→ **Exercise objective**
From the line with "Would you be able to pick out the ceiling" through the line with "Would you be able to pick out the laptop keyboard", inclusive, return each line of the data below exactly and leave the rest out.
☆ ☆ ☆
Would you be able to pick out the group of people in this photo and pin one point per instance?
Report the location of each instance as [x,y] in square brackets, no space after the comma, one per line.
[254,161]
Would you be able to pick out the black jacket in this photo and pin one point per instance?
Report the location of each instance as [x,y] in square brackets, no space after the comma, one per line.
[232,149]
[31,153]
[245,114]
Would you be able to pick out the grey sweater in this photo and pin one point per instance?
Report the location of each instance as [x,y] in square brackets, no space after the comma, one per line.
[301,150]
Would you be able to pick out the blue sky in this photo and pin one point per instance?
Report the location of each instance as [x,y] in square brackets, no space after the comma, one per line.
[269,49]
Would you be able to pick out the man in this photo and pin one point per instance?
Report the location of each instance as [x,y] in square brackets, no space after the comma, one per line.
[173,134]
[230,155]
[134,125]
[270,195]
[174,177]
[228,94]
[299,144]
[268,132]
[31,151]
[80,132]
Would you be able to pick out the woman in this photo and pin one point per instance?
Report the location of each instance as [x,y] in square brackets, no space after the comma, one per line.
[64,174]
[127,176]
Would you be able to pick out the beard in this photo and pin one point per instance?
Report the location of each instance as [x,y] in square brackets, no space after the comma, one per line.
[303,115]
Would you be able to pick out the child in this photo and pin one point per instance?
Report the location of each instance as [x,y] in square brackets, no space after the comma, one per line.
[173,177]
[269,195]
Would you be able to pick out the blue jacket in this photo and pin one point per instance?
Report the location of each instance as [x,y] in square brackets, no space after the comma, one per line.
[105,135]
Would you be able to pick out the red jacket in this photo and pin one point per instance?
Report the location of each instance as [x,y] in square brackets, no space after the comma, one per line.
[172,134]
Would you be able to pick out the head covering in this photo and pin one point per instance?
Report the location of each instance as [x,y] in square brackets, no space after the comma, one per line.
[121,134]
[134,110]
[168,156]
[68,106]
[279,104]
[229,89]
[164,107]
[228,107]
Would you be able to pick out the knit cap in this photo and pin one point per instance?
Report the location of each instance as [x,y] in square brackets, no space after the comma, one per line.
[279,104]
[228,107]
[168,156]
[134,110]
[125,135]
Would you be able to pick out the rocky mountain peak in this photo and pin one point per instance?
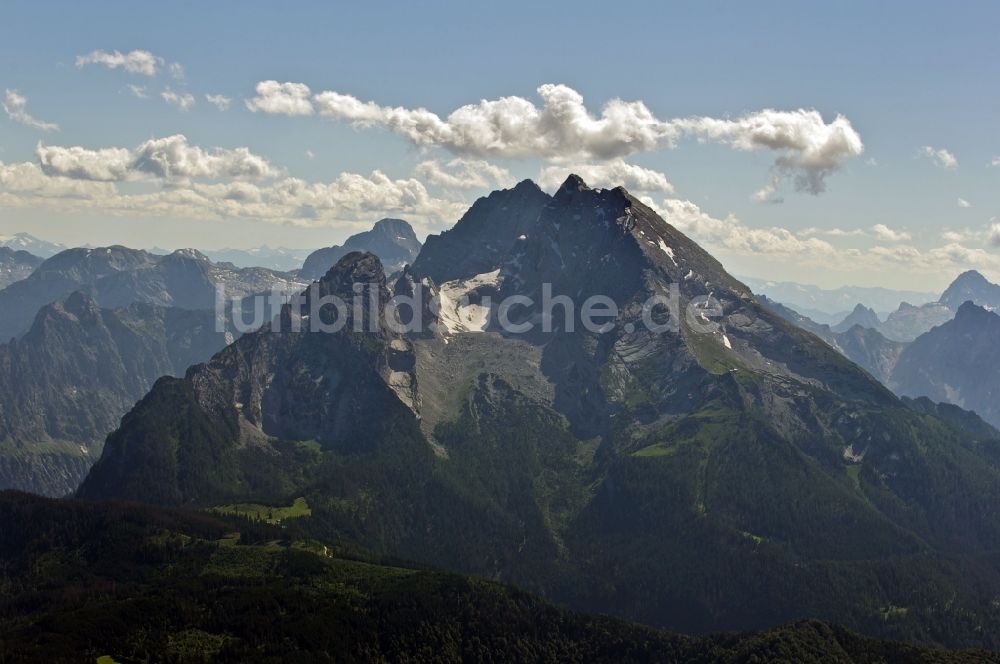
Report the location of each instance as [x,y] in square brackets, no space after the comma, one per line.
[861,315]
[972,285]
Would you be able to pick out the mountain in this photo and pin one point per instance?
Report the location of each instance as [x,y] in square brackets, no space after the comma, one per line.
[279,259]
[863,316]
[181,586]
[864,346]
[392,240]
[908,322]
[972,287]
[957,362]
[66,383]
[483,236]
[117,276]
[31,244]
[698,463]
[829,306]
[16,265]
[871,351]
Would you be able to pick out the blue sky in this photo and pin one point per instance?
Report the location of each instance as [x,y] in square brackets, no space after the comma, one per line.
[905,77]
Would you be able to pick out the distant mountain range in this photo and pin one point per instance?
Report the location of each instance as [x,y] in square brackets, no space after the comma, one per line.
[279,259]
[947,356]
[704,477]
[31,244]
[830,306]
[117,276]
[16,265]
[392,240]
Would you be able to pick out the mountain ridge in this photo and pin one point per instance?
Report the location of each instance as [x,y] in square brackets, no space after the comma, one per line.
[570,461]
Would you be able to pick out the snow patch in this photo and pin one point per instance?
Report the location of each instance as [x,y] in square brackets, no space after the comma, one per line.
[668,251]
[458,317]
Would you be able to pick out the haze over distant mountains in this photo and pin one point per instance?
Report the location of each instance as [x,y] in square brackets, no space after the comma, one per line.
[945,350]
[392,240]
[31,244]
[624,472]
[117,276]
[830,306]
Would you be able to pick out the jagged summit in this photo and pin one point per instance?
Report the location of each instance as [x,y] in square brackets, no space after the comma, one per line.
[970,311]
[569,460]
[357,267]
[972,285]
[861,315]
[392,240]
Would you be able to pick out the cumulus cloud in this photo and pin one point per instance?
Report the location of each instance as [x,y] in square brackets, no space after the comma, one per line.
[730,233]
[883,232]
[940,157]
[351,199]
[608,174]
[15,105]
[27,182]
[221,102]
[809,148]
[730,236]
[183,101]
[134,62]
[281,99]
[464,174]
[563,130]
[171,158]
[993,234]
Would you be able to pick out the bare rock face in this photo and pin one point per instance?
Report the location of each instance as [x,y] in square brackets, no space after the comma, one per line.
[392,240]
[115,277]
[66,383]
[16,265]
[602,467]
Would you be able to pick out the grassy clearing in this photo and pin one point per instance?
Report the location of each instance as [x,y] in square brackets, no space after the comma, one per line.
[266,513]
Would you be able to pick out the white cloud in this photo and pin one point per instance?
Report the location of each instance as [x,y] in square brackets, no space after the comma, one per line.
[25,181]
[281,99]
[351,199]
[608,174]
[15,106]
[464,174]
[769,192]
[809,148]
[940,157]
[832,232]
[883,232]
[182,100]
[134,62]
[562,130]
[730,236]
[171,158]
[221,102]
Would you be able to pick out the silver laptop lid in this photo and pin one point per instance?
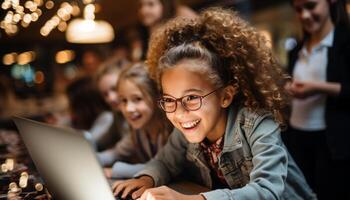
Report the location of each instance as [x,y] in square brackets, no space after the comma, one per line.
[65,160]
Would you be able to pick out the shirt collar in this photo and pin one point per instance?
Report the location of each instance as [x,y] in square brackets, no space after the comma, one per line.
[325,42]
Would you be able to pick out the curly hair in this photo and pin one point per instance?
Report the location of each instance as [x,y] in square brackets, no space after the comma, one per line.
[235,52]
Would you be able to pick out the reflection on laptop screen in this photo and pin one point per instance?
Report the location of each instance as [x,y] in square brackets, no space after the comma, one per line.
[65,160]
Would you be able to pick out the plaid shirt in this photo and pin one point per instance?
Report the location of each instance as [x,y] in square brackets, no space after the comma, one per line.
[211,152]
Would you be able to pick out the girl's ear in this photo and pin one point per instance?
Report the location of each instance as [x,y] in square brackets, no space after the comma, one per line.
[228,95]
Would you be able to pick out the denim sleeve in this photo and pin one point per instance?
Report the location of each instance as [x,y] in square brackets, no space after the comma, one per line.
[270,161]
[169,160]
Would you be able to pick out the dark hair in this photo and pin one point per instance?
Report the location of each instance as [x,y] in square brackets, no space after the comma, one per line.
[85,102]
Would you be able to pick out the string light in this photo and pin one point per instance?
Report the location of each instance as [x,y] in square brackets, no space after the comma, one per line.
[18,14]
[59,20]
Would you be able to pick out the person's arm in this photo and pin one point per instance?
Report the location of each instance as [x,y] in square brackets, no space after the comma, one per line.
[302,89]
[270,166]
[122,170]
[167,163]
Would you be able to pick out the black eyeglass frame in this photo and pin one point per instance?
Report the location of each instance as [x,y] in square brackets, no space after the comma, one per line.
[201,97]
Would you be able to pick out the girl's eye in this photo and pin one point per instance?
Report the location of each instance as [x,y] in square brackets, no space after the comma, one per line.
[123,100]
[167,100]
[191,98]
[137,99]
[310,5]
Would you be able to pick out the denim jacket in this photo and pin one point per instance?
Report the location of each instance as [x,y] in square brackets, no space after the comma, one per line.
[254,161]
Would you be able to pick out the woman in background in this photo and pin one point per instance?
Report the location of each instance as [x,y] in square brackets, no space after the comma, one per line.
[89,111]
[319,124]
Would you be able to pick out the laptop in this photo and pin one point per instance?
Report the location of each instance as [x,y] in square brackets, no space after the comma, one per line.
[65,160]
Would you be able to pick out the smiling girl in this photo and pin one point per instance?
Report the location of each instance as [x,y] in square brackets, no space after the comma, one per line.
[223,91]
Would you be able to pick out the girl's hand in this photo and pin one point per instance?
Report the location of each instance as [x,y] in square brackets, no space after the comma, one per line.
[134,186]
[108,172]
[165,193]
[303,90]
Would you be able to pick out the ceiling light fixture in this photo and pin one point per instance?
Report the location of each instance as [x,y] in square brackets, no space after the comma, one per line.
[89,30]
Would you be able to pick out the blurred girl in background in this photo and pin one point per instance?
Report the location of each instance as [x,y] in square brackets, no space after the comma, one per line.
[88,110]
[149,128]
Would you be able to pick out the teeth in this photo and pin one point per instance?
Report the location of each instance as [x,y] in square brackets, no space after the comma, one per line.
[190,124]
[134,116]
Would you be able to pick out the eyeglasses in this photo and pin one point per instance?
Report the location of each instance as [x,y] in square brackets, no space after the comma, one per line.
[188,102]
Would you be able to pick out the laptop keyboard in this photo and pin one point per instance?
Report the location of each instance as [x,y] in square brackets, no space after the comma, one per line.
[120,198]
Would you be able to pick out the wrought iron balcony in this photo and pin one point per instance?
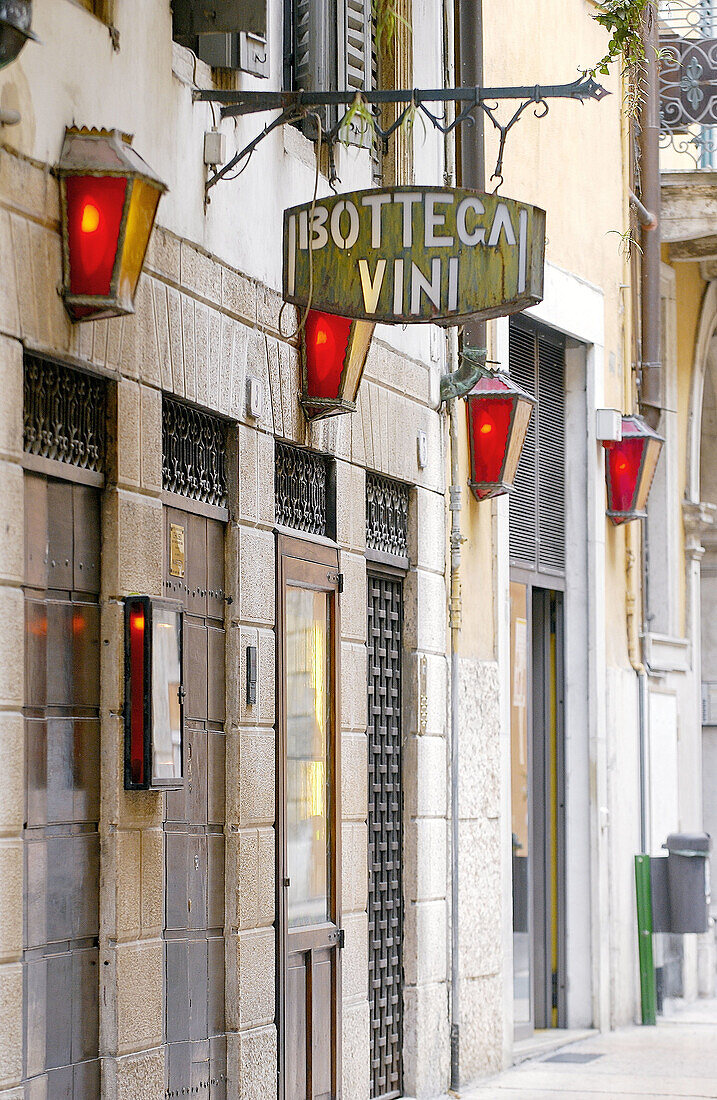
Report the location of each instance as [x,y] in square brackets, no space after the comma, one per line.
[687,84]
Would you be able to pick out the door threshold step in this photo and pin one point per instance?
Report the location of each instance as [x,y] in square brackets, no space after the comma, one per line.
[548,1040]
☆ ☆ ☆
→ **Expected answer**
Would you be able to pick out the ceiling light fixture in this photo and pin one point per instance?
Report the location of each instance as [x,y] in square brackets, no space after the comma, one per line.
[89,30]
Would you be able to pick out the blurred girl in background in this photo and pin one point per instance?
Report the location of each instance as [x,y] in square brackets, no space after the comma, one per line.
[88,110]
[149,128]
Would you be able to pick out the teeth in this photo and pin one point per instance?
Report the location of each instance as [x,y] in square brackets, no space after the comma, one per line.
[190,124]
[134,116]
Would you be able to pick out the eyeglasses in this photo and pin one point per instance?
Report the location of each instance as [x,y] in square brackets, no space after the comma, one per line.
[188,102]
Would you be able to pick out the laptop keyboard in this photo and pin one point per instance?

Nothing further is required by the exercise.